*** Given records
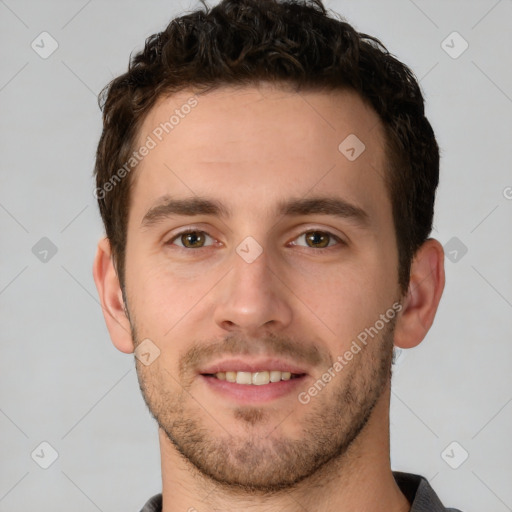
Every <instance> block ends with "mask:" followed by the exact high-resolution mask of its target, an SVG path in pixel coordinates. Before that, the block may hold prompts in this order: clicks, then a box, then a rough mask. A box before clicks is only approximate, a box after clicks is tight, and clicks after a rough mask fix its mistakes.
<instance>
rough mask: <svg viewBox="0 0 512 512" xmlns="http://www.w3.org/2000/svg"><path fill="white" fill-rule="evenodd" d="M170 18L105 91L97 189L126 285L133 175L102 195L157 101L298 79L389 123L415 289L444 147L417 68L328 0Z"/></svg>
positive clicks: (404, 270)
mask: <svg viewBox="0 0 512 512" xmlns="http://www.w3.org/2000/svg"><path fill="white" fill-rule="evenodd" d="M202 3H203V8H202V9H199V10H197V11H194V12H191V13H190V14H187V15H184V16H181V17H179V18H175V19H173V20H172V21H171V22H170V23H169V25H168V26H167V28H166V29H165V30H163V31H162V32H160V33H157V34H154V35H152V36H150V37H149V38H147V39H146V44H145V47H144V49H143V50H142V51H140V52H139V53H137V54H136V55H134V56H133V57H132V58H131V59H130V63H129V66H128V71H127V72H126V73H124V74H122V75H120V76H118V77H117V78H115V79H114V80H112V81H111V82H110V83H109V84H108V85H107V86H106V87H105V88H104V89H103V90H102V91H101V93H100V96H99V102H100V107H101V108H102V110H103V132H102V135H101V138H100V141H99V144H98V149H97V154H96V165H95V176H96V186H97V189H96V191H97V192H98V191H99V192H100V193H99V194H98V193H97V194H96V197H97V199H98V204H99V208H100V213H101V216H102V219H103V222H104V225H105V230H106V235H107V237H108V238H109V240H110V243H111V247H112V253H113V257H114V263H115V265H116V269H117V273H118V276H119V280H120V283H121V286H122V287H123V289H124V263H125V247H126V238H127V219H128V211H129V206H130V185H131V183H132V181H133V180H132V176H129V177H128V178H127V179H123V180H120V181H119V182H118V183H116V184H115V186H112V187H109V188H111V190H110V191H109V192H108V193H105V190H106V189H105V187H106V185H107V184H108V183H112V181H111V180H112V179H113V177H114V174H115V173H116V171H118V170H119V169H120V168H122V166H123V165H125V163H126V162H127V160H128V159H129V158H130V155H131V154H132V152H133V150H134V144H135V142H136V139H137V135H138V131H139V129H140V127H141V124H142V122H143V121H144V118H145V116H146V115H147V113H148V112H149V110H150V109H151V108H152V106H153V105H154V104H155V102H156V100H157V99H159V98H161V97H163V96H165V95H170V94H173V93H175V92H179V91H181V90H183V89H185V88H189V87H197V88H206V89H212V88H216V87H220V86H223V85H253V84H256V83H258V82H259V81H269V82H273V83H275V84H277V85H278V84H284V83H285V82H286V83H288V84H292V85H293V86H294V87H295V88H296V90H297V91H299V90H307V89H309V90H323V89H347V88H348V89H352V90H355V91H356V92H357V93H359V95H360V96H361V98H362V99H363V100H364V101H366V102H367V103H369V104H370V105H371V106H372V107H373V109H374V110H375V111H376V112H377V114H378V115H379V117H380V119H381V121H382V122H383V125H384V128H385V135H386V144H387V158H388V169H386V176H385V178H386V186H387V189H388V192H389V196H390V199H391V204H392V211H393V220H394V225H395V230H396V235H397V245H398V254H399V262H398V271H399V284H400V286H401V289H402V291H403V292H405V291H406V290H407V288H408V284H409V278H410V266H411V261H412V258H413V256H414V254H415V252H416V250H417V249H418V248H419V247H420V246H421V245H422V243H423V242H424V241H425V240H426V239H427V237H428V235H429V233H430V231H431V229H432V220H433V214H434V201H435V191H436V188H437V185H438V181H439V148H438V145H437V142H436V139H435V136H434V132H433V130H432V127H431V125H430V123H429V122H428V120H427V118H426V117H425V112H424V100H423V96H422V93H421V91H420V87H419V84H418V82H417V80H416V79H415V77H414V74H413V73H412V71H411V70H410V69H409V68H408V67H407V66H405V65H404V64H403V63H401V62H400V61H399V60H397V59H396V58H395V57H394V56H392V55H391V54H390V53H389V52H388V51H387V49H386V48H385V46H384V45H383V44H382V43H381V42H380V41H379V40H378V39H376V38H374V37H372V36H368V35H366V34H362V33H359V32H357V31H356V30H355V29H354V28H353V27H352V26H351V25H349V24H348V23H347V22H346V21H345V20H343V19H342V18H341V19H336V18H333V17H331V16H330V15H328V13H327V11H326V9H325V7H324V6H323V4H322V2H321V0H303V1H298V0H283V1H279V0H223V1H221V2H220V3H219V4H218V5H216V6H215V7H213V8H209V7H208V6H207V5H206V4H205V3H204V1H202Z"/></svg>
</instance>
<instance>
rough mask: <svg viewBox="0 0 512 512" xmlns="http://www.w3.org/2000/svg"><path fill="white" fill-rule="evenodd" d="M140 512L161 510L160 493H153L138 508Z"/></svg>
mask: <svg viewBox="0 0 512 512" xmlns="http://www.w3.org/2000/svg"><path fill="white" fill-rule="evenodd" d="M140 512H162V495H161V494H155V496H153V497H152V498H150V499H149V500H148V501H147V502H146V504H145V505H144V506H143V507H142V508H141V509H140Z"/></svg>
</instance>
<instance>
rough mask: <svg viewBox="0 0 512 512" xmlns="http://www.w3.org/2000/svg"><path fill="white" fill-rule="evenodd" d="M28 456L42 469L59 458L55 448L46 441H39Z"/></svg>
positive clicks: (47, 465)
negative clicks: (34, 447)
mask: <svg viewBox="0 0 512 512" xmlns="http://www.w3.org/2000/svg"><path fill="white" fill-rule="evenodd" d="M30 456H31V457H32V460H33V461H34V462H35V463H36V464H37V465H38V466H40V467H41V468H43V469H48V468H49V467H50V466H51V465H52V464H53V463H54V462H55V461H56V460H57V459H58V458H59V454H58V452H57V450H56V449H55V448H54V447H53V446H52V445H51V444H50V443H48V442H47V441H43V442H42V443H39V444H38V445H37V447H36V448H35V449H34V451H33V452H32V453H31V454H30Z"/></svg>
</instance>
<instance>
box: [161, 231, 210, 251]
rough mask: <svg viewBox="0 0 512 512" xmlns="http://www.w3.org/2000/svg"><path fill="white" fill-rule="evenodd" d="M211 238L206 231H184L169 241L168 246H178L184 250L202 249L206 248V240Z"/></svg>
mask: <svg viewBox="0 0 512 512" xmlns="http://www.w3.org/2000/svg"><path fill="white" fill-rule="evenodd" d="M207 238H211V237H210V236H209V235H207V234H206V233H205V232H204V231H198V230H196V231H194V230H189V231H183V232H181V233H178V234H177V235H176V236H175V237H174V238H172V239H171V240H169V242H168V245H174V244H175V245H177V246H178V247H182V248H184V249H201V248H203V247H206V239H207ZM212 240H213V239H212Z"/></svg>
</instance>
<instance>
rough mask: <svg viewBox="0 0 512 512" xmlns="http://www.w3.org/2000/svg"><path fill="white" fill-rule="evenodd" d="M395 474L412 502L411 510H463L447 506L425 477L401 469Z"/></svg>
mask: <svg viewBox="0 0 512 512" xmlns="http://www.w3.org/2000/svg"><path fill="white" fill-rule="evenodd" d="M393 476H394V477H395V481H396V483H397V485H398V487H400V490H401V491H402V493H403V494H404V496H405V497H406V498H407V499H408V500H409V503H411V510H410V512H461V511H460V510H458V509H456V508H446V507H445V506H444V505H443V504H442V503H441V500H440V499H439V497H438V496H437V494H436V493H435V491H434V489H432V487H431V486H430V484H429V482H428V480H427V479H426V478H425V477H423V476H421V475H415V474H412V473H402V472H399V471H393Z"/></svg>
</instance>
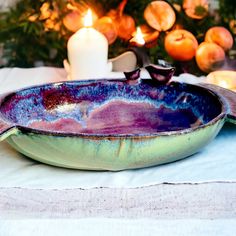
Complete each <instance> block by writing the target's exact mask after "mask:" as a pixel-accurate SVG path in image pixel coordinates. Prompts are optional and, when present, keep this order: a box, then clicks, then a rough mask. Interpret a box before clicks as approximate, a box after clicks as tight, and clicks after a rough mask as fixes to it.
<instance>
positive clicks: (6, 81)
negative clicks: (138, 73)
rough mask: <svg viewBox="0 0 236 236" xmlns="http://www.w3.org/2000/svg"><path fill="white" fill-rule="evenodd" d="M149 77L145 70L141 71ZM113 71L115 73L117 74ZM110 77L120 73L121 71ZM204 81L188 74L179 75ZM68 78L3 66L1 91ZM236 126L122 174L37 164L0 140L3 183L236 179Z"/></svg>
mask: <svg viewBox="0 0 236 236" xmlns="http://www.w3.org/2000/svg"><path fill="white" fill-rule="evenodd" d="M142 73H143V75H144V76H146V74H145V72H142ZM113 75H114V76H113ZM110 77H116V78H119V77H122V73H118V74H117V73H114V74H111V76H110ZM175 79H177V80H180V81H182V80H184V81H185V82H186V80H187V81H188V82H189V81H190V82H194V83H195V82H198V81H202V78H201V79H198V78H195V77H193V76H190V75H183V76H181V77H178V78H175ZM63 80H66V73H65V71H64V69H59V68H50V67H42V68H33V69H19V68H13V69H11V68H5V69H1V70H0V93H7V92H9V91H13V90H16V89H19V88H23V87H27V86H31V85H35V84H43V83H48V82H56V81H63ZM235 140H236V126H234V125H225V127H224V128H223V130H222V131H221V132H220V134H219V135H218V136H217V137H216V139H215V140H213V141H212V142H211V143H210V144H209V145H207V146H206V147H205V148H204V149H202V150H201V151H200V152H199V153H197V154H195V155H193V156H191V157H189V158H186V159H183V160H181V161H177V162H174V163H170V164H166V165H161V166H156V167H150V168H144V169H138V170H126V171H120V172H109V171H103V172H96V171H80V170H69V169H63V168H58V167H53V166H49V165H45V164H42V163H39V162H35V161H33V160H31V159H29V158H27V157H25V156H23V155H21V154H19V153H18V152H16V151H15V150H14V149H12V148H11V147H10V146H9V145H8V144H7V143H6V142H2V143H0V186H1V187H22V188H32V189H39V188H42V189H68V188H93V187H113V188H116V187H131V188H133V187H140V186H149V185H153V184H159V183H165V182H168V183H201V182H211V181H230V182H233V181H236V161H235V158H236V150H235V144H236V143H235Z"/></svg>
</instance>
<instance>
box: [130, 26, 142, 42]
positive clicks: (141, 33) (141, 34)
mask: <svg viewBox="0 0 236 236" xmlns="http://www.w3.org/2000/svg"><path fill="white" fill-rule="evenodd" d="M130 42H133V43H136V44H138V45H144V44H145V40H144V38H143V33H142V31H141V29H140V27H137V29H136V33H135V35H134V37H133V38H132V39H131V40H130Z"/></svg>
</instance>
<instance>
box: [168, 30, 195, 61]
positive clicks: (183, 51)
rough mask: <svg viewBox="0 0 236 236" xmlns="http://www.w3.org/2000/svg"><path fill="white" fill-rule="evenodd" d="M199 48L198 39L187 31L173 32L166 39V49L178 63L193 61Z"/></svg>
mask: <svg viewBox="0 0 236 236" xmlns="http://www.w3.org/2000/svg"><path fill="white" fill-rule="evenodd" d="M197 47H198V42H197V40H196V38H195V37H194V35H193V34H192V33H190V32H189V31H187V30H183V29H177V30H173V31H171V32H170V33H168V34H167V36H166V37H165V49H166V51H167V53H168V54H169V55H170V56H171V57H172V58H173V59H175V60H177V61H188V60H191V59H192V58H193V57H194V56H195V53H196V50H197Z"/></svg>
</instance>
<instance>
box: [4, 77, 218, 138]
mask: <svg viewBox="0 0 236 236" xmlns="http://www.w3.org/2000/svg"><path fill="white" fill-rule="evenodd" d="M221 109H222V105H221V103H220V101H219V100H218V98H217V97H216V96H215V95H214V94H212V93H211V92H209V91H208V90H205V89H202V88H199V87H197V86H192V85H187V84H180V83H172V84H170V85H161V86H157V85H155V84H154V83H153V82H152V81H151V80H142V82H141V83H138V84H130V83H127V82H122V81H107V80H99V81H73V82H64V83H57V84H48V85H42V86H38V87H32V88H28V89H24V90H21V91H18V92H16V93H12V94H10V95H8V96H7V97H5V99H4V100H3V101H2V103H1V105H0V113H1V115H2V116H3V117H4V118H5V119H7V120H9V121H10V122H12V123H16V124H18V125H22V126H26V127H30V128H34V129H39V130H44V131H50V132H60V133H79V134H80V133H83V134H88V135H89V134H96V135H122V134H125V135H134V134H140V135H142V134H154V133H157V132H164V131H177V130H183V129H187V128H193V127H196V126H199V125H202V124H206V123H208V122H209V121H211V120H212V119H213V118H215V117H216V116H218V115H219V114H220V113H221Z"/></svg>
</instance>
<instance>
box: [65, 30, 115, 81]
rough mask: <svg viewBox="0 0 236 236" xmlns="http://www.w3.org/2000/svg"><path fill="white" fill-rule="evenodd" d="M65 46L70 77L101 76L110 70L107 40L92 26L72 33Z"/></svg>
******
* Work to complete *
Starting at the line that has "positive clicks: (47, 465)" in the records above, restate word for word every line until the one that has "box: [161, 231, 210, 251]", and include that one as well.

* Result of the task *
positive clicks: (47, 465)
negative clicks: (34, 447)
mask: <svg viewBox="0 0 512 512" xmlns="http://www.w3.org/2000/svg"><path fill="white" fill-rule="evenodd" d="M30 456H31V457H32V460H33V461H34V462H35V463H36V464H37V465H38V466H40V467H41V468H43V469H48V468H49V467H50V466H51V465H52V464H53V463H54V462H55V461H56V460H57V459H58V458H59V454H58V452H57V450H56V449H55V448H54V447H53V446H52V445H51V444H50V443H48V442H47V441H43V442H42V443H39V444H38V445H37V447H36V448H35V449H34V451H33V452H32V453H31V454H30Z"/></svg>
</instance>
<instance>
box: [161, 231, 210, 251]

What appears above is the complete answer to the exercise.